**TEXT SEGMENT:**
┏━━
Billionaire Mark Cuban has been a tough critic of President Trump. He said the president is a poor leader. He blasted his communication skills and he says the recent leaks out of the White House are evidence of the defects. Cuban also supported Hillary Clinton during the election so his criticism comes from that quarter. So how does he feel about running, potentially, against the president in the next election? Here's what he told Jake Tapper.


TAPPER: Cuban 2020, is that a possibility at all?

MARK CUBAN, BILLIONAIRE: I mean, I don't want to say no, but it's not my dream to be President of the United States. I mean, would I like to have influence, yes. I love helping entrepreneurs, I love helping create jobs. I like helping to spur industry and I'm good at that. If I can continue to do that I'm happy. But if I think there's a need -- because I think one other significant issue right now, he's technologically illiterate and we're about to go into a period with the machine intelligence -- artificial intelligence, machine learning, deep learning, and those things, where we literally are going to see a change in the nature of employment. And so these companies that he's building factories with --


CUBAN: -- don't pay attention to the number of jobs he's saying for the factories. Pay attention to the number of jobs there are in those companies two and the three years out. I guarantee you they're going to be 30 and 40 percent lower.
┗━━
**TASK GOAL:** List each technology that Cuban names in the Mark Cuban excerpt when he describes the coming period that will change the nature of employment. The data have no connection to the Mark Cuban excerpt.

[Excerpts from a dataset]
┏━━
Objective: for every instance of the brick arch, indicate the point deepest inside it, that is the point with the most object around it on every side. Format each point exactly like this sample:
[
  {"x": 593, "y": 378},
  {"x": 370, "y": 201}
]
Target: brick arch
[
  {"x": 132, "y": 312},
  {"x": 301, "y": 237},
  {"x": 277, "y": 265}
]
┗━━
**RESULT OF THE EXERCISE:** Machine intelligence, artificial intelligence, machine learning, deep learning